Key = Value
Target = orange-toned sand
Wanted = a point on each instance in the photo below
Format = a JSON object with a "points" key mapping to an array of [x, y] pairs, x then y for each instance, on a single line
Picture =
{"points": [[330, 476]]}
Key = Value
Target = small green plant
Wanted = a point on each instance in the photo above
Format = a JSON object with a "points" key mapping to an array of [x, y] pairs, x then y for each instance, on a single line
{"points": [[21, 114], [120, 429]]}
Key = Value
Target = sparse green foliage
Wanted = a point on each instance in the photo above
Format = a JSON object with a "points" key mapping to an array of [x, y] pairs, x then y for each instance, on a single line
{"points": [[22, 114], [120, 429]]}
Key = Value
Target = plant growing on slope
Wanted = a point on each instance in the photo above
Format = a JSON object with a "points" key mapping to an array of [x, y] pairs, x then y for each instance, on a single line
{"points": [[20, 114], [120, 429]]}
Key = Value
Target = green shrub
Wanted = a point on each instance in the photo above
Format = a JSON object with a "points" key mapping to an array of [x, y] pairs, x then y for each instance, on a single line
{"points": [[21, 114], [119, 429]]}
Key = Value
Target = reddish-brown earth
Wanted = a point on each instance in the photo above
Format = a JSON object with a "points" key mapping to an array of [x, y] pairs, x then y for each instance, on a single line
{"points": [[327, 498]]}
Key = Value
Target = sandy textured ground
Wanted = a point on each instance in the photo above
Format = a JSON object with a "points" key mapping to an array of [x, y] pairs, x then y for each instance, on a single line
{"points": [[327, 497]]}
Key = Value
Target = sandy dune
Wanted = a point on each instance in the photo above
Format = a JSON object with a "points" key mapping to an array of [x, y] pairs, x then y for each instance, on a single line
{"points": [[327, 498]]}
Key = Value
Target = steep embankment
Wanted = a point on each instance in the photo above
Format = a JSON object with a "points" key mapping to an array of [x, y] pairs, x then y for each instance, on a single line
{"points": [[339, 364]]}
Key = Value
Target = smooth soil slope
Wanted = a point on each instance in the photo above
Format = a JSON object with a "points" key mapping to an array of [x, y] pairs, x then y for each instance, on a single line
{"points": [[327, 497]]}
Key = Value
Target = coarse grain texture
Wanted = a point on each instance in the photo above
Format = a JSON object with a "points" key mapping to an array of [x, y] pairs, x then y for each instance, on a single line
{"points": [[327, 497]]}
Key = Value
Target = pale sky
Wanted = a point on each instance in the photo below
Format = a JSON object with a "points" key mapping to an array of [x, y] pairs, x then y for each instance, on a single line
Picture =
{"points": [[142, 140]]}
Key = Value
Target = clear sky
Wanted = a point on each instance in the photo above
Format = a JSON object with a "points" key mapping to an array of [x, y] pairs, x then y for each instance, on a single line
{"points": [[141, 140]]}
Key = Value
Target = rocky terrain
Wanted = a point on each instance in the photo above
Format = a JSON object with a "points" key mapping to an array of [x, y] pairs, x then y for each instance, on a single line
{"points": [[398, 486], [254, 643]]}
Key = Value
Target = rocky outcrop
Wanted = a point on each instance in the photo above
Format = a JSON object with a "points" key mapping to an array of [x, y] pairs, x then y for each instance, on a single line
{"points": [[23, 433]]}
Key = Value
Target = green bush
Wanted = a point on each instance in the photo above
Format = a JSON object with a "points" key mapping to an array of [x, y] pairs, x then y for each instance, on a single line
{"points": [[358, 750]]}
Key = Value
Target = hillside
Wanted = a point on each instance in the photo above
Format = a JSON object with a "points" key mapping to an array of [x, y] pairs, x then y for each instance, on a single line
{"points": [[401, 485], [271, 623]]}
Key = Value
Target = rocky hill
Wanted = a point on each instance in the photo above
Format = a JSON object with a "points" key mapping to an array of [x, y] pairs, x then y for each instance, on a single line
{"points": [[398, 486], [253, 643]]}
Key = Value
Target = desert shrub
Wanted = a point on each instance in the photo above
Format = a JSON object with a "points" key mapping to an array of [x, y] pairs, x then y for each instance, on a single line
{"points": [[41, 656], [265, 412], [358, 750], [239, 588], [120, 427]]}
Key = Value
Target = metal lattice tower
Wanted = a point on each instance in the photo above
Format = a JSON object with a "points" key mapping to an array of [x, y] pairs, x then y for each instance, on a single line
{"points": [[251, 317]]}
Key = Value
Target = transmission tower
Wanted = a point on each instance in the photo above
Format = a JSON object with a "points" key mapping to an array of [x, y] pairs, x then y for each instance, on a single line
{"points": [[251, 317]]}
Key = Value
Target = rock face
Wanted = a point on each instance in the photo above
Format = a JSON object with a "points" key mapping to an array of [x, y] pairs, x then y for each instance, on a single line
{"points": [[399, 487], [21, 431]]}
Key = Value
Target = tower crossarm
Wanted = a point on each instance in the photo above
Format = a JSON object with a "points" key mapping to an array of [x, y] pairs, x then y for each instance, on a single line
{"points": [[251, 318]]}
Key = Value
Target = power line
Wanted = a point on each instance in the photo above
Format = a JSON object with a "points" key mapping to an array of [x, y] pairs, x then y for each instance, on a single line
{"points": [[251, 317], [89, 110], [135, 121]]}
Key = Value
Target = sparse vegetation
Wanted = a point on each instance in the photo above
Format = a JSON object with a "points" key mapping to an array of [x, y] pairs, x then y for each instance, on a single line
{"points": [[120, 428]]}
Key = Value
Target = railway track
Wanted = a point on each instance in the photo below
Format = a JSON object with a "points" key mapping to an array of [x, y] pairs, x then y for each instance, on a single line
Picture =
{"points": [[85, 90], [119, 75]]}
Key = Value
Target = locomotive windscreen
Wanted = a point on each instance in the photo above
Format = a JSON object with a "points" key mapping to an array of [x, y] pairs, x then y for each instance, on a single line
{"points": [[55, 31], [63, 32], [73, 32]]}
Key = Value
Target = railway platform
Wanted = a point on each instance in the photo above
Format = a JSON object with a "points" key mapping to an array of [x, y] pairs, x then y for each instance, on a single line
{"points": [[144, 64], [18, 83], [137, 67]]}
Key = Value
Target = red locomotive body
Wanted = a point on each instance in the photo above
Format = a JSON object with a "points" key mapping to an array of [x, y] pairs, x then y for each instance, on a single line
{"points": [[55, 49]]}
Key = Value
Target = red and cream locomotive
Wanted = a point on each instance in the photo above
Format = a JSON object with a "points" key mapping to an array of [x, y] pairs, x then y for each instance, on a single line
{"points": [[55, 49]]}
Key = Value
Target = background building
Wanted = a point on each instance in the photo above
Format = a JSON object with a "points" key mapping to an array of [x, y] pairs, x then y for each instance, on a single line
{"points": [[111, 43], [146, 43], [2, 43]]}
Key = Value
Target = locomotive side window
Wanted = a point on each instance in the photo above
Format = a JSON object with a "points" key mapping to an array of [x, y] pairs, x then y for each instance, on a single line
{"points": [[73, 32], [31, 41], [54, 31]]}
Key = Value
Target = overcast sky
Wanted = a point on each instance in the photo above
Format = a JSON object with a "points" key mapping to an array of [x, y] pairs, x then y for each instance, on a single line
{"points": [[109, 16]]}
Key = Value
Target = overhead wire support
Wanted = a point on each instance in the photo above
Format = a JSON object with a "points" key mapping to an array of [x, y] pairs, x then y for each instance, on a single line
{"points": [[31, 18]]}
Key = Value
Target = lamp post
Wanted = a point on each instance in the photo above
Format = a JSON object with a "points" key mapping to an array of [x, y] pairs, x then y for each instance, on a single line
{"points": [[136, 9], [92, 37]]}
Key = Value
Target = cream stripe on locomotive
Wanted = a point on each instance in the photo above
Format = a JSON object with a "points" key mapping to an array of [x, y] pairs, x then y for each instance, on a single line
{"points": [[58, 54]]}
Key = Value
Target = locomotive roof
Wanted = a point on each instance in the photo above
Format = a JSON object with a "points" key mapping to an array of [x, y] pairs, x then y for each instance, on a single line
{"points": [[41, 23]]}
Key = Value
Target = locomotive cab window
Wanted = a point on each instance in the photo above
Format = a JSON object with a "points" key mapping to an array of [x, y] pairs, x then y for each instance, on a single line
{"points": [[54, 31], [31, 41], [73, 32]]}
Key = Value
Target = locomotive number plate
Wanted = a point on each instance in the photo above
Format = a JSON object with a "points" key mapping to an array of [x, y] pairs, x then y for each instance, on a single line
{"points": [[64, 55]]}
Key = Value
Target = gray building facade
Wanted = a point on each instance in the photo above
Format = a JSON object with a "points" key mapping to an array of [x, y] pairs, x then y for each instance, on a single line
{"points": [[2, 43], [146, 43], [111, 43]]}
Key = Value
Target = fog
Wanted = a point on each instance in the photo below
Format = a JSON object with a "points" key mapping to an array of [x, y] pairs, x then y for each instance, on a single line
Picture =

■ Your objective ■
List, in full, each line in the records above that contains the word "plant".

■ Answer to this exercise ■
Target = small green plant
Target = plant growing on slope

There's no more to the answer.